-- Job --
Print each of the items below line for line, with no changes.

======== Records to process

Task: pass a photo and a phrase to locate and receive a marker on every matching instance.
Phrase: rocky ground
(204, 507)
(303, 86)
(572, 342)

================

-- Written response --
Task: pass a photo and a phrase to locate and receive a marker on every matching instance.
Phrase: rocky ground
(204, 507)
(303, 86)
(572, 342)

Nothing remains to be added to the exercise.